**Material for this exercise:**
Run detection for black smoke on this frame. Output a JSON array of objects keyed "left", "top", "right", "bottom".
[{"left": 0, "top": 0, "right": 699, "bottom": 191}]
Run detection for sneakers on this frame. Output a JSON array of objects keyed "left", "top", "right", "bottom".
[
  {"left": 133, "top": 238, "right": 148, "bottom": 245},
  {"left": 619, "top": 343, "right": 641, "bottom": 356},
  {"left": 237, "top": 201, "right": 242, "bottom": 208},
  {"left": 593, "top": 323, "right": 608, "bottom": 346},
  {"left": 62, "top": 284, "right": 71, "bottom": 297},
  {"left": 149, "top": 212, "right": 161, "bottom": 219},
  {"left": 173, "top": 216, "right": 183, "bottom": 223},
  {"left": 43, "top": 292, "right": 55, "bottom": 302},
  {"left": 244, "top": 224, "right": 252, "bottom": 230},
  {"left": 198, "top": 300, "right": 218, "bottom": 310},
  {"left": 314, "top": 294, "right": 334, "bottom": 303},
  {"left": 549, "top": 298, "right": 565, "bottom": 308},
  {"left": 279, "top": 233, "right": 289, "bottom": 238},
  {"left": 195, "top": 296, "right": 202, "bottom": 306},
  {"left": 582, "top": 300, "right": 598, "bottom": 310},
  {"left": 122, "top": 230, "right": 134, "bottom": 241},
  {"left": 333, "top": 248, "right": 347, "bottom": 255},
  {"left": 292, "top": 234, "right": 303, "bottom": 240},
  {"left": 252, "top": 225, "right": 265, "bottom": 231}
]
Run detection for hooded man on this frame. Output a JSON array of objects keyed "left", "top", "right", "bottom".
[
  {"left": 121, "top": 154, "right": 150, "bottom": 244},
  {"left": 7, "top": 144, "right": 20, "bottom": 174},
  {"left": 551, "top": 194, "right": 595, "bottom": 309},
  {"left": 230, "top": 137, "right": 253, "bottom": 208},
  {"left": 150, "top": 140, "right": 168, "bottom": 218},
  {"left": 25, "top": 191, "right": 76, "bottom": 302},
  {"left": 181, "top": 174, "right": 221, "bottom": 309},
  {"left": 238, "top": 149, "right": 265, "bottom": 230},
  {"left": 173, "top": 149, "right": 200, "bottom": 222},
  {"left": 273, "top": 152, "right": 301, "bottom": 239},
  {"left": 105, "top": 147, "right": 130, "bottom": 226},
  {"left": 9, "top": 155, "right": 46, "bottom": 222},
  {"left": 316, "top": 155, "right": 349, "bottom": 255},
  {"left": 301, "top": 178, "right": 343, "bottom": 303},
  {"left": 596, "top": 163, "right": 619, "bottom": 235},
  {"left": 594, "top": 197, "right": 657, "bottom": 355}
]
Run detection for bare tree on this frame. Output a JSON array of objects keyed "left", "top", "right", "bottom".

**Aim of the task:** Would you set down the full listing exactly as it reads?

**Reply to the exercise:**
Run detection for black smoke on this frame. Output a JSON array of objects keyed "left", "top", "right", "bottom".
[{"left": 0, "top": 0, "right": 699, "bottom": 191}]
Run detection for sneakers on this frame. Output a JSON array of objects keyed "left", "top", "right", "bottom".
[
  {"left": 133, "top": 238, "right": 148, "bottom": 245},
  {"left": 619, "top": 343, "right": 641, "bottom": 356},
  {"left": 237, "top": 201, "right": 242, "bottom": 208},
  {"left": 593, "top": 323, "right": 608, "bottom": 346},
  {"left": 62, "top": 284, "right": 71, "bottom": 297},
  {"left": 149, "top": 212, "right": 161, "bottom": 219},
  {"left": 173, "top": 216, "right": 183, "bottom": 223},
  {"left": 43, "top": 292, "right": 55, "bottom": 302},
  {"left": 244, "top": 224, "right": 252, "bottom": 230},
  {"left": 198, "top": 300, "right": 218, "bottom": 310},
  {"left": 314, "top": 294, "right": 334, "bottom": 303},
  {"left": 549, "top": 298, "right": 565, "bottom": 308},
  {"left": 279, "top": 233, "right": 289, "bottom": 238},
  {"left": 195, "top": 296, "right": 202, "bottom": 306},
  {"left": 582, "top": 300, "right": 598, "bottom": 310},
  {"left": 122, "top": 230, "right": 134, "bottom": 241},
  {"left": 333, "top": 248, "right": 347, "bottom": 255},
  {"left": 292, "top": 234, "right": 303, "bottom": 240},
  {"left": 252, "top": 225, "right": 265, "bottom": 231}
]
Run detection for hooded man on this frame. Output a JSON array of objects keyed "left", "top", "right", "bottom".
[
  {"left": 121, "top": 154, "right": 150, "bottom": 244},
  {"left": 7, "top": 144, "right": 20, "bottom": 174},
  {"left": 551, "top": 194, "right": 595, "bottom": 309},
  {"left": 230, "top": 137, "right": 253, "bottom": 208},
  {"left": 150, "top": 140, "right": 168, "bottom": 218},
  {"left": 25, "top": 191, "right": 76, "bottom": 302},
  {"left": 181, "top": 174, "right": 221, "bottom": 309},
  {"left": 238, "top": 149, "right": 265, "bottom": 230},
  {"left": 173, "top": 149, "right": 200, "bottom": 222},
  {"left": 273, "top": 152, "right": 301, "bottom": 239},
  {"left": 105, "top": 147, "right": 130, "bottom": 226},
  {"left": 9, "top": 155, "right": 46, "bottom": 222},
  {"left": 316, "top": 155, "right": 349, "bottom": 255},
  {"left": 301, "top": 178, "right": 343, "bottom": 303},
  {"left": 596, "top": 163, "right": 619, "bottom": 235},
  {"left": 594, "top": 197, "right": 657, "bottom": 355}
]
Run detection for bare tree on this frame. Output a JSON array of objects keyed "left", "top", "right", "bottom".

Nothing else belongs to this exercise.